[EXERCISE INPUTS — start]

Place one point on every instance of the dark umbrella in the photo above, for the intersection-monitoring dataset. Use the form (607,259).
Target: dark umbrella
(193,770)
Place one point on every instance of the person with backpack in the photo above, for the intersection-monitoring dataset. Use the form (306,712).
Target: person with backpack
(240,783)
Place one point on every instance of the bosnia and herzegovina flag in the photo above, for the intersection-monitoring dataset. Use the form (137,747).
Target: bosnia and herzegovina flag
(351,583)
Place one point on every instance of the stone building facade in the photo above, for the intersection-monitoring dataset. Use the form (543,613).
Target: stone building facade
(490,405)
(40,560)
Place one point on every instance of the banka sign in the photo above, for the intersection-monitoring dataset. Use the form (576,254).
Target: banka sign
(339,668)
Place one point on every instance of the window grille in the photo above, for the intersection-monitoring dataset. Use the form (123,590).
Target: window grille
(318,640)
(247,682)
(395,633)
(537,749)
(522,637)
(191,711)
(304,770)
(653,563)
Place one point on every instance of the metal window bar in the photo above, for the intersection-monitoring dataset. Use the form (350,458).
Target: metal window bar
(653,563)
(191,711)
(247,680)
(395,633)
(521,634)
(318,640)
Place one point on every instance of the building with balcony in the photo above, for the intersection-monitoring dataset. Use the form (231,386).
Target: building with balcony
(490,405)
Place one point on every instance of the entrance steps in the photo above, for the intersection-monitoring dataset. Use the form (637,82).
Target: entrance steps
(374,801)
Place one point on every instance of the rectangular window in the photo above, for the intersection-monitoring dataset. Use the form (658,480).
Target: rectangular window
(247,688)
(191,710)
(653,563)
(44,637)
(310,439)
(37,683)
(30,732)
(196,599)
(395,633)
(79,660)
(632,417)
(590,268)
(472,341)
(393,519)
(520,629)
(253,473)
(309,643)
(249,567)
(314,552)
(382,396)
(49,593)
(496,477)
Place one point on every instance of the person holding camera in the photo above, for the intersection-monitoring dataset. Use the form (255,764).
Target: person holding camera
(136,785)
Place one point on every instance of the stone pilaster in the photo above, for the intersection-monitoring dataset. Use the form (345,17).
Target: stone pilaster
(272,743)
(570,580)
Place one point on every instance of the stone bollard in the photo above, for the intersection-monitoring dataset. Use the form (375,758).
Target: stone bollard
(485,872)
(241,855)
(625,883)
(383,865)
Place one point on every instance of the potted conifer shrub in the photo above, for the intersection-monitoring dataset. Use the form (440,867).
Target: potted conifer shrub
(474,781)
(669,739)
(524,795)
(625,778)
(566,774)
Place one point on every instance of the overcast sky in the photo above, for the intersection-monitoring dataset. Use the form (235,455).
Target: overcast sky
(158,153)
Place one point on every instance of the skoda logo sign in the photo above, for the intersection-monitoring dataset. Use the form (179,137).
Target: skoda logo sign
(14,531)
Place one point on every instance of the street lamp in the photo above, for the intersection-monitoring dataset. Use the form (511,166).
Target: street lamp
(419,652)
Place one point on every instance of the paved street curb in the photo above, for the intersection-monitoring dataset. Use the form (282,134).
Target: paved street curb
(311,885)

[EXERCISE INPUTS — finish]

→ **EXERCISE REQUIREMENTS**
Transcribe each of the records above exactly.

→ **REPLY**
Place one point on every instance of the dark umbrella in the photo above, for the intersection-monitoring dataset. Use the form (607,259).
Target: dark umbrella
(193,770)
Place one point on every instance of the person with backpack in the photo above, for the intersection-monitoring dataset. Use the form (306,712).
Target: person with backpack
(240,783)
Place one point on every instance of the bosnia and herzegovina flag in the photo above, for the intersection-monitoring dataset. Use the form (137,747).
Target: bosnia and herzegovina flag
(351,583)
Place one point on every instance of the stone building facade in the photo above, for the intersection-monitoring dataset. Use the form (543,613).
Target: stone building facade
(490,405)
(40,560)
Place one point on every instance of the banka sign in the photo above, for the intersection-monitoring dataset. Use the form (576,254).
Target: banka sign
(339,668)
Place one point on every instance of the window grille in the photo above, for the intersection-monitoring dataset. Use the form (123,590).
Target: window grille
(318,640)
(247,682)
(395,633)
(537,749)
(522,637)
(191,711)
(304,770)
(653,563)
Place one point on every instance of the metal window bar in the photo above, for the intersection-monitoring dataset. Use the form (350,458).
Target: metal window bar
(653,563)
(191,711)
(247,680)
(395,633)
(521,634)
(318,640)
Place one point on every instance of the building with balcony in the photo above, for the intersection-monitoring dataset. Use the form (231,386).
Target: building with balcony
(490,405)
Place one point on every instance of the entrance steps in the photo above, for the intersection-monitoring dataset. Use the form (637,82).
Target: entrance steps
(374,801)
Place one point on every instance of the rectangular window in the photo above, for the intersection-monitoring dataset. Use the form (658,480).
Target: rectangular window
(247,688)
(191,710)
(653,563)
(44,637)
(310,439)
(37,683)
(30,732)
(196,599)
(395,633)
(79,660)
(632,417)
(590,268)
(472,341)
(393,519)
(520,629)
(253,473)
(309,643)
(249,567)
(314,552)
(382,396)
(49,593)
(496,477)
Place one point on every instance of the person holding camera in the photo above, for the intersection-monitoring dataset. Use the form (255,764).
Target: person holding camera
(136,785)
Place one point on every instance of the stone pilaster in the photo above, for the intersection-monitoring dataset. Use the form (345,17).
Target: stone pilaster
(272,743)
(570,580)
Place one point on every instance of the stone bollard in the photo above, for the intersection-monitoring dataset. Use the form (375,758).
Target: stone bollard
(485,872)
(241,855)
(625,883)
(383,865)
Place one point on every instance of the potted conifer shrub in the photo above, for the intersection-monitoring dataset. Use the form (440,867).
Target: potted conifer shrub
(474,781)
(669,739)
(524,795)
(625,778)
(566,774)
Place one point on every instance of the overcast sky in the photo above, for the intersection-monitoring dataset. Use the form (235,455).
Target: overcast sky
(158,153)
Place one point on every instance of the skoda logo sign in the photo above, for the intersection-monitoring dataset. Use the form (179,137).
Target: skoda logo sign
(14,531)
Place one point on every instance of the street lamp in the photo above, for the intersection-monitoring dataset. Use the form (511,166).
Target: street lamp
(419,652)
Place one point on every instance of the paved street curb in the photo above, for the intersection-monitoring dataset. Use the form (282,134).
Target: paved street curb
(311,885)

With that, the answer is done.